(begin)

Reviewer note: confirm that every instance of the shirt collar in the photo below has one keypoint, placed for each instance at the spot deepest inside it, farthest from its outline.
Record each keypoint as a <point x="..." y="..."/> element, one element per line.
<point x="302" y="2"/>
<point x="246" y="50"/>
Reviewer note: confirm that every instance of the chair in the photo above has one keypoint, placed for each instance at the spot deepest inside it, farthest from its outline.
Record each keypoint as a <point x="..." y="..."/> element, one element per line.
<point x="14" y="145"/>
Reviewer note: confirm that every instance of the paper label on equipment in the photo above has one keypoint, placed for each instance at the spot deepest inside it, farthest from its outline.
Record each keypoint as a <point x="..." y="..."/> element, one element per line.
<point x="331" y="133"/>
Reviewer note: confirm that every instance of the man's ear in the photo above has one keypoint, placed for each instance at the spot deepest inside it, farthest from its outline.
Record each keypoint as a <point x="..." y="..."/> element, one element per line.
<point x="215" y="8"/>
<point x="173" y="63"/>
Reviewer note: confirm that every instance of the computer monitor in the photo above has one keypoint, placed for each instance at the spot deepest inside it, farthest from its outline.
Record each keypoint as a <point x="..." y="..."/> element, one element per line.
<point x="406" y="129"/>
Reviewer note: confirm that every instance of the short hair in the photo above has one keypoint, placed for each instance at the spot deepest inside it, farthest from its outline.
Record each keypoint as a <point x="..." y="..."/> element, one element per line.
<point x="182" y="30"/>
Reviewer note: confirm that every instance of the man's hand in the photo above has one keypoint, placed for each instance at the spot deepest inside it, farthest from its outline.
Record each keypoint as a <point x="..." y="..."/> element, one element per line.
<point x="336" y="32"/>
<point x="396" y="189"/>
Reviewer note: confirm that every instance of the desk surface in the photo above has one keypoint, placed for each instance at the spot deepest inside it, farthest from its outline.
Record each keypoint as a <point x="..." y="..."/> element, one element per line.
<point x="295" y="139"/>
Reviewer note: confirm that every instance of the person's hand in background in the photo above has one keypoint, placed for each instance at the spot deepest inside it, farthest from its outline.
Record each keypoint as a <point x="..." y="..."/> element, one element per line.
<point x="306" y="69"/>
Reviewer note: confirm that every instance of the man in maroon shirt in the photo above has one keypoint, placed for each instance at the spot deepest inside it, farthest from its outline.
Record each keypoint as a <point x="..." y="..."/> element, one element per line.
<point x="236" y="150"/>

(end)

= Brief =
Would you reproduce every record above verbatim, line by line, changing nothing?

= Solution to the problem =
Reviewer note: confirm that every instance of the shirt collar in the photo below has one keypoint, placed for each instance at the spot deepest inside it, farthest from its outline.
Record each keypoint as a <point x="..." y="..."/> element, one element per line.
<point x="302" y="2"/>
<point x="246" y="50"/>
Reviewer note: confirm that every instance of the chair in the photo above has one keypoint, placed for each instance at the spot deepest inside it, farthest from its outline.
Record each keypoint as a <point x="..." y="..."/> element, one element per line.
<point x="14" y="145"/>
Reviewer note: confirm that every instance of the paper label on equipment in the photo above has one keypoint, placed for each instance at the spot deepest inside it, farthest from its outline.
Record each keypoint as a <point x="..." y="..."/> element, one element per line.
<point x="331" y="133"/>
Reviewer note: confirm that every instance of the man's ear in the photo above has one keypoint, placed for each instance at the spot deepest inside it, farthest from its outline.
Record each keypoint as a <point x="..." y="..."/> element, one element per line.
<point x="215" y="8"/>
<point x="173" y="63"/>
Reviewer note: confirm that every instance of the computer monitor in the photo above has one keypoint, placed for each instance at the spot deepest inside it, farthest from its outline.
Record each keypoint as a <point x="..." y="..."/> element, one element per line.
<point x="406" y="129"/>
Reviewer note: confirm that every instance of the short hair in the photo above has one keypoint, placed for each instance at the spot deepest inside it, farthest from its outline.
Record each keypoint as a <point x="..." y="..."/> element, one element per line.
<point x="182" y="30"/>
Reviewer note: confirm that every instance of the man's hand in the photo above has one keypoint, placed for each instance at the spot deepest inside it, farthest from its outline.
Record each keypoint as a <point x="..." y="..."/> element, one element per line.
<point x="336" y="32"/>
<point x="396" y="189"/>
Reviewer note: confirm that every instance of the desk surface in the photo above has one keypoint, placed for each instance at the spot deepest inside it, farthest from its outline.
Record each keypoint as a <point x="..." y="..."/> element, one element per line.
<point x="295" y="139"/>
Reviewer note: confirm that every instance of the person's hand in background in the photo above has one keypoint, placed for each instance at the spot deepest inside it, farthest from its outline.
Record each keypoint as a <point x="..." y="..."/> element, one element per line.
<point x="306" y="69"/>
Reviewer note: confirm that every instance of the man in maroon shirt in the photo above has one keypoint, placed for each instance at the spot deepest inside it, farthest from its outline.
Record each keypoint as a <point x="..." y="..."/> element, one element per line.
<point x="236" y="150"/>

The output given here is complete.